*** Begin section ***

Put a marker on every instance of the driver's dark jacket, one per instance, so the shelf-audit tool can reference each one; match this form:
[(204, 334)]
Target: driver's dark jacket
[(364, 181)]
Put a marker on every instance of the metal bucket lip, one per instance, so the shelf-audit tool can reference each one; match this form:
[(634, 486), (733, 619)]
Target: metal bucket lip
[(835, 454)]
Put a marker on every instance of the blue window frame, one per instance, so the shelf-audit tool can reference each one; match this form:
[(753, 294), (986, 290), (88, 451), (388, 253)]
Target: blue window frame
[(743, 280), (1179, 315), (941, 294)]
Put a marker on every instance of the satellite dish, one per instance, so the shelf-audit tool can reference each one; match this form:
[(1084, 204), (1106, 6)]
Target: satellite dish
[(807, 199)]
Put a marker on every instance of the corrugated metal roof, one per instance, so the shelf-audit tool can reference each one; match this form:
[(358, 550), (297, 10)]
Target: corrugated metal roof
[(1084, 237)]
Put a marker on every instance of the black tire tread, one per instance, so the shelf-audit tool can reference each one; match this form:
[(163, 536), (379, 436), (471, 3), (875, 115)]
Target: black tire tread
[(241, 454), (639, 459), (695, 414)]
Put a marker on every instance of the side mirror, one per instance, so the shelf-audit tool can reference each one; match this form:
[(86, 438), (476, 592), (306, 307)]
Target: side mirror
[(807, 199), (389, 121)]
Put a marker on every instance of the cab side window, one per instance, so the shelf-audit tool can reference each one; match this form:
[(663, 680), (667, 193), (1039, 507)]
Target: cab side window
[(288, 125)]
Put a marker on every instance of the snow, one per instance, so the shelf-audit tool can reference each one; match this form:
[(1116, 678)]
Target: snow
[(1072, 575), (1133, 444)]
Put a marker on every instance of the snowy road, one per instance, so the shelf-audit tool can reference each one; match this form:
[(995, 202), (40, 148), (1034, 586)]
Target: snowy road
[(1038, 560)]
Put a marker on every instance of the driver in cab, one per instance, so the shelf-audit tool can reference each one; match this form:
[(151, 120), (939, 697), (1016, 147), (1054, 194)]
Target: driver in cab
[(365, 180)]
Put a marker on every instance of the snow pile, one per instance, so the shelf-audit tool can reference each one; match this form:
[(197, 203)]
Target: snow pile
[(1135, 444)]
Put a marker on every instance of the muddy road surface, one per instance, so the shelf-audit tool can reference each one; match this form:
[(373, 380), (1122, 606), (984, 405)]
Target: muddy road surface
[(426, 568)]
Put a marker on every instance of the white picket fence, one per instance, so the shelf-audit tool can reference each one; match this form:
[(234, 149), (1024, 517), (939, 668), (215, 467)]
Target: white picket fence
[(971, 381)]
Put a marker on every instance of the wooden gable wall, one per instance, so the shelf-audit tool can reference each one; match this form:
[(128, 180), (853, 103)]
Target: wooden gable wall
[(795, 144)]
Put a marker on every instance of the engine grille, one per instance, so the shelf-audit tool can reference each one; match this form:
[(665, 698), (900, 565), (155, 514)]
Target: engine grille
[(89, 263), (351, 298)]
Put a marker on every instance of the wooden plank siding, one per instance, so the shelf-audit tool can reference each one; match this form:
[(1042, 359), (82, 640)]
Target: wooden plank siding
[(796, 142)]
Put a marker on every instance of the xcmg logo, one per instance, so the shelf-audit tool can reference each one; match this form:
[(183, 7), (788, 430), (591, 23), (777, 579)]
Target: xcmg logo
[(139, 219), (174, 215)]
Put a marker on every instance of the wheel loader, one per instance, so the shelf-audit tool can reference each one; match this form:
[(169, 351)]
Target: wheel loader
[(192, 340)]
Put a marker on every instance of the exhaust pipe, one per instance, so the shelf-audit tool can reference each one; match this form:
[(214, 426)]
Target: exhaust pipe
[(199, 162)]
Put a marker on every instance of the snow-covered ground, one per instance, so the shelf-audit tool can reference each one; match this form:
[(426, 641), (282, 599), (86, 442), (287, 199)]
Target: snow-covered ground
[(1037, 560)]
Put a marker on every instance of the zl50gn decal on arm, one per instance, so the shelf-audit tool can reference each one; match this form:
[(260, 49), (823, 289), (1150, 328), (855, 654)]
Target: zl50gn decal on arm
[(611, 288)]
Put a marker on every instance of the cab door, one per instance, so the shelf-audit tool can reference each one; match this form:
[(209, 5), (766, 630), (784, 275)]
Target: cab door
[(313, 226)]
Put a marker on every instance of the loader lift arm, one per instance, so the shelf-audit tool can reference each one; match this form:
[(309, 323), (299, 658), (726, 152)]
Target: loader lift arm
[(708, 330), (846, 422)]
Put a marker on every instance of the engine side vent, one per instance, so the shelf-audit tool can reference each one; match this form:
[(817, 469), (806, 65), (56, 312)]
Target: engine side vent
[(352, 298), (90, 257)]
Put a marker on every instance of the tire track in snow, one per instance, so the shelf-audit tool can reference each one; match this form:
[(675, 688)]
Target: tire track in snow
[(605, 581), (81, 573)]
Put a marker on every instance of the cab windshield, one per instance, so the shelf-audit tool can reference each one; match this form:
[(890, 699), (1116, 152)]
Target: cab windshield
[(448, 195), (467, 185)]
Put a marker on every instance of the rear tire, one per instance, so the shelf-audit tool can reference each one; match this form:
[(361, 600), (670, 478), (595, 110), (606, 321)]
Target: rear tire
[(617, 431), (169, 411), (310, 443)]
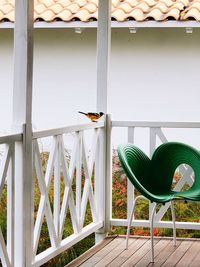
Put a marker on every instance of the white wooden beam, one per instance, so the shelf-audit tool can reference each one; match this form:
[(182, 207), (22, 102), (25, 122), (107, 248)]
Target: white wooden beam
[(22, 120), (103, 52), (115, 24)]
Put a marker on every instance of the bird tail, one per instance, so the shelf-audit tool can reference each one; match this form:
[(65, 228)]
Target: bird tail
[(82, 112)]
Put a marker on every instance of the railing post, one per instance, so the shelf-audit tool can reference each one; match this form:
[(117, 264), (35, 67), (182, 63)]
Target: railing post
[(22, 121), (103, 181), (152, 142), (130, 187)]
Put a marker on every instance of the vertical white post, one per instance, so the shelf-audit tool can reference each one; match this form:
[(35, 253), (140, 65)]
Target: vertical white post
[(103, 180), (79, 178), (152, 143), (10, 206), (22, 120), (130, 188), (57, 190), (103, 53)]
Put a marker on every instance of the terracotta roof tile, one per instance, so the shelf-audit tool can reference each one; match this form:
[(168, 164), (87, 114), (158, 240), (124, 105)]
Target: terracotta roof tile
[(122, 10)]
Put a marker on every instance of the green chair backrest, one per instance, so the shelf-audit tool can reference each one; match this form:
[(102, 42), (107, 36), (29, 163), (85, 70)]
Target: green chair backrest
[(156, 175), (167, 158)]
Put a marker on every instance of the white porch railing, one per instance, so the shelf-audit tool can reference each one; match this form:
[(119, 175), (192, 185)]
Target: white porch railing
[(75, 201), (157, 136), (81, 177), (7, 182)]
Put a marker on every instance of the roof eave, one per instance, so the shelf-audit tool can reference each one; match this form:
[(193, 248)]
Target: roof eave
[(115, 24)]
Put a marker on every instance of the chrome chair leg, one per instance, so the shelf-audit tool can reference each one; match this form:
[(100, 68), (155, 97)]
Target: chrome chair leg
[(129, 222), (174, 224), (151, 229), (131, 217)]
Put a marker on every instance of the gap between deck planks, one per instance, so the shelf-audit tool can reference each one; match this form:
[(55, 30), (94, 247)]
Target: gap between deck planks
[(111, 252)]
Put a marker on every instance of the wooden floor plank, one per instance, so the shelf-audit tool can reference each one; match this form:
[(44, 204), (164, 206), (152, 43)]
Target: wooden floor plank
[(132, 248), (115, 252), (165, 253), (111, 253), (177, 254), (190, 255), (102, 253), (160, 246), (89, 253), (196, 261), (135, 258)]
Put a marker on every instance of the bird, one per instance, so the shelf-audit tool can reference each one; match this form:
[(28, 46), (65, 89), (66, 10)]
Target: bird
[(93, 116)]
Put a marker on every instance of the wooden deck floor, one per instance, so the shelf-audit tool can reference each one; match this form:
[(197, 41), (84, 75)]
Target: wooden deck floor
[(111, 252)]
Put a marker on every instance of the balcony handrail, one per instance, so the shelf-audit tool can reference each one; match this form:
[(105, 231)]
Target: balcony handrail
[(68, 129), (8, 138), (155, 124)]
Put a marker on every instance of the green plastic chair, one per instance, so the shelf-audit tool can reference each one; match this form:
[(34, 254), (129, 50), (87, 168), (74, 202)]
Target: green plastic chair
[(153, 177)]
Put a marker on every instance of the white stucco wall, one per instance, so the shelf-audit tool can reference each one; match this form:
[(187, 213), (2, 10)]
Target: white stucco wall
[(154, 75)]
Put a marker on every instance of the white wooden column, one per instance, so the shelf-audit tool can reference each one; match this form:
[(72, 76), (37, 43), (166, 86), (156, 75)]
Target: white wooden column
[(103, 53), (22, 121)]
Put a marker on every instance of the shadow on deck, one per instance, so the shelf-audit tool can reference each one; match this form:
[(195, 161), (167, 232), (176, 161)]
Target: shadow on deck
[(111, 252)]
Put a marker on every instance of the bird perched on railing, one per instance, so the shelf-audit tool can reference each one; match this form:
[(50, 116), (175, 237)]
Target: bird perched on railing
[(93, 116)]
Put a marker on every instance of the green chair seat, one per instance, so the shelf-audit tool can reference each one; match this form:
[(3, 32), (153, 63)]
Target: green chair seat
[(153, 177)]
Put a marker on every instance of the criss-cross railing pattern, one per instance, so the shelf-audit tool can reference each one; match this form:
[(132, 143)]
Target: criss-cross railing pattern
[(80, 177), (156, 137), (7, 197)]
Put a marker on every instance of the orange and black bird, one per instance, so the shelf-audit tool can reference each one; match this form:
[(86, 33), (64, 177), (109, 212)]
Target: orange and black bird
[(93, 116)]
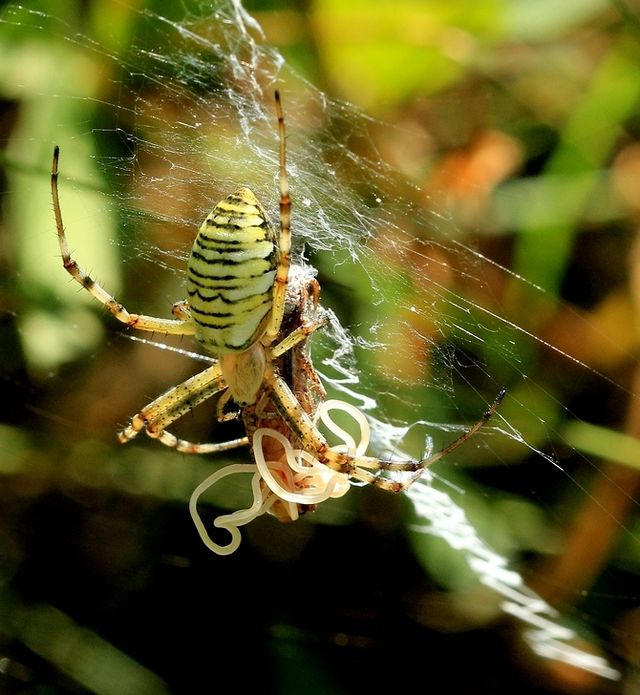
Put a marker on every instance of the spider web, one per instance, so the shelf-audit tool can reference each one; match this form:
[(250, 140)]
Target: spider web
[(189, 111)]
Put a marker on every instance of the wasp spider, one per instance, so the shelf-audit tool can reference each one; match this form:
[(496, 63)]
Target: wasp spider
[(237, 279)]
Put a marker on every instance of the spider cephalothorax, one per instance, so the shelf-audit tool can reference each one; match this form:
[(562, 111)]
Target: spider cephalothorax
[(238, 285)]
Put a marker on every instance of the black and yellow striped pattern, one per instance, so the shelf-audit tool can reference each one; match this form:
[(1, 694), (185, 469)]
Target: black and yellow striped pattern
[(231, 273)]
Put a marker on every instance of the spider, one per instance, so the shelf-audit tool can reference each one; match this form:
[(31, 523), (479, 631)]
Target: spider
[(237, 279)]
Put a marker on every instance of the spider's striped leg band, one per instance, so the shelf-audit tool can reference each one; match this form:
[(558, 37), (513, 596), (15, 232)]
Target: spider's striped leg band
[(172, 405)]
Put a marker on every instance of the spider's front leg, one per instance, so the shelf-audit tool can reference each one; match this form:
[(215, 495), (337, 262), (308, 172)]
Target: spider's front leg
[(183, 325), (172, 405), (359, 467)]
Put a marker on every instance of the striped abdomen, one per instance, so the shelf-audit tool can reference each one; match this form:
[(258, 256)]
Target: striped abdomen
[(230, 274)]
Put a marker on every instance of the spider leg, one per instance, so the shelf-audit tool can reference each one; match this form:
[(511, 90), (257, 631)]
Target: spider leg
[(179, 326), (314, 442), (282, 275), (172, 405)]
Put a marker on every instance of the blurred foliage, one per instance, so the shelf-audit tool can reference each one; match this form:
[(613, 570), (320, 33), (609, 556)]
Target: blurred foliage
[(519, 119)]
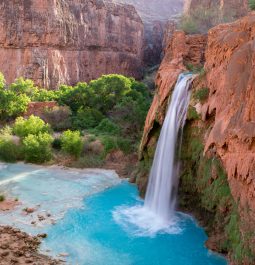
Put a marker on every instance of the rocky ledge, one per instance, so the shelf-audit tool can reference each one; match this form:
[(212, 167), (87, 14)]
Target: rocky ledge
[(17, 247)]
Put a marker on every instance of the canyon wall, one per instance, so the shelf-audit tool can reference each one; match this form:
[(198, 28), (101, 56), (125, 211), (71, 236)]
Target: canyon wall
[(218, 178), (57, 41), (155, 15), (234, 8)]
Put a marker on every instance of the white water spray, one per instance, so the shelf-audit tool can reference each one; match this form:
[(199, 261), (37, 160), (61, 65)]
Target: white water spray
[(163, 181), (157, 214)]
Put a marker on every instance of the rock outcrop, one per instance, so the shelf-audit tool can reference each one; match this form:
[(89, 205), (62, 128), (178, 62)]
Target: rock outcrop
[(155, 16), (54, 42), (181, 51), (219, 163), (230, 68), (234, 8)]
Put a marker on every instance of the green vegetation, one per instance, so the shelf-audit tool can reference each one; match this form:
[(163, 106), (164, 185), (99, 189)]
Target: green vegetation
[(111, 109), (71, 142), (37, 148), (33, 125), (2, 198), (204, 187), (59, 117), (252, 4)]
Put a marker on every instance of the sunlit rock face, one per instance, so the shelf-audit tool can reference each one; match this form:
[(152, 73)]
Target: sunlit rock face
[(155, 15), (57, 41), (234, 8), (230, 77), (182, 50)]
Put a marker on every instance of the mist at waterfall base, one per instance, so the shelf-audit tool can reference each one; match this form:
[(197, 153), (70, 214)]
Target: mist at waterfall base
[(98, 219), (84, 205), (157, 215)]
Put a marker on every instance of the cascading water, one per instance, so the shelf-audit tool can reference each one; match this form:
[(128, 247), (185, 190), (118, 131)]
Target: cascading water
[(157, 213), (163, 181)]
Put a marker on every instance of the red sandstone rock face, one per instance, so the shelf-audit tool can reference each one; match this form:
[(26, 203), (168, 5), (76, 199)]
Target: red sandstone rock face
[(230, 66), (181, 50), (235, 8), (57, 41)]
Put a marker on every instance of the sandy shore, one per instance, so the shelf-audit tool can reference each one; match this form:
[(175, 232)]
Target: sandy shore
[(17, 247)]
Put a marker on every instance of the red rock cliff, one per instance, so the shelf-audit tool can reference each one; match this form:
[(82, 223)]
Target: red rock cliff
[(181, 50), (228, 116), (230, 67), (57, 41)]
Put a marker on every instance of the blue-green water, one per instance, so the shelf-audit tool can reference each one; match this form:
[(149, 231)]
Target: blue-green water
[(92, 230)]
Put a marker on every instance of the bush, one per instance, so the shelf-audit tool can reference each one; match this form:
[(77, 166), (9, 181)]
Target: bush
[(9, 151), (106, 126), (33, 125), (56, 144), (11, 104), (71, 143), (116, 143), (2, 81), (87, 118), (252, 4), (59, 117), (43, 95), (37, 148), (89, 161)]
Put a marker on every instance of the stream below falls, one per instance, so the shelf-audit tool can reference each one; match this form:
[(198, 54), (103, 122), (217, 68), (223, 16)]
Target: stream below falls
[(82, 213)]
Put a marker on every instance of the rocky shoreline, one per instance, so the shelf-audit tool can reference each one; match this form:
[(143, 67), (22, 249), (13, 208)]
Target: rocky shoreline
[(17, 247)]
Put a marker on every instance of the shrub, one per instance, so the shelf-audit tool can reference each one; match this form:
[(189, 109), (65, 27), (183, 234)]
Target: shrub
[(23, 86), (71, 143), (59, 117), (252, 4), (37, 148), (106, 126), (33, 125), (89, 161), (87, 118), (9, 151), (56, 144), (11, 104), (2, 81), (43, 95), (116, 143)]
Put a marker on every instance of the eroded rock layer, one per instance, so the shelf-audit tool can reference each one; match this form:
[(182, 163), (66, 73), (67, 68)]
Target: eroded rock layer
[(57, 41), (181, 51), (230, 67), (218, 178)]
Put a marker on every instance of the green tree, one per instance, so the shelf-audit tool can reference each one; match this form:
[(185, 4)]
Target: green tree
[(252, 4), (12, 105), (71, 142), (37, 148), (33, 125)]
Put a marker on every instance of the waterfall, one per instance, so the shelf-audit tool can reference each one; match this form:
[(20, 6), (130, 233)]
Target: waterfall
[(157, 214), (163, 181)]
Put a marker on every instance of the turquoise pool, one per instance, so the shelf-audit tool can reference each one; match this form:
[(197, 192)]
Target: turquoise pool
[(85, 219)]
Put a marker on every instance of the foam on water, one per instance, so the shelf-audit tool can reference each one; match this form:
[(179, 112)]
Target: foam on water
[(94, 212), (141, 221)]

*** End section ***

Exercise requirements: Using the data above, print only the lines starting at the one with "Put a marker on every instance of the loader" and ending at the one with "[(117, 264), (35, 67), (182, 63)]", exactly as they stand, minus the pictures.

Written answer:
Put a marker on every instance of the loader lift arm, one per instance, so the shelf-audit tool can reference each one; match this form:
[(309, 323), (299, 658), (726, 152)]
Target: loader lift arm
[(708, 330), (846, 422)]
Put a marker on every instance of the engine side vent, one per instance, so the shelf-audit tool can reference each one; match this form:
[(817, 469), (806, 65), (56, 312)]
Target: engine side vent
[(352, 298), (90, 257)]
Put a marker on every instance of the tire track in snow, one per instance, so the shelf-audit tool can reference each one; match this form:
[(675, 688)]
Target: tire track in snow
[(605, 581), (81, 573)]
Put a marker on every instance of the cab windshield, one per instance, so the shelf-audit tool can reference each one; match this form:
[(890, 699), (1116, 152)]
Target: cab windshield
[(448, 195), (467, 185)]
Put a marker on every instance of the rear tire, one per instance, so the shelf-audit tool can reference each one; match this form:
[(361, 600), (670, 478), (595, 110), (606, 321)]
Target: rear tire
[(617, 431), (169, 411), (310, 443)]
Put a marker on every instance of the white wooden beam, one per instance, so the shelf-audit tool can reference each one; match this form:
[(182, 207), (22, 102), (25, 122), (107, 248)]
Target: white wooden beam
[(22, 120), (103, 52), (115, 24)]
Put a marker on every instance of the bird tail, one per instance, so the shelf-audit tool can reference each one; match this form:
[(65, 228)]
Target: bird tail
[(82, 112)]
Put a marker on every instance of the railing post, one per instance, so the shelf-audit tool can reference each one; match this form:
[(117, 264), (35, 67), (182, 63)]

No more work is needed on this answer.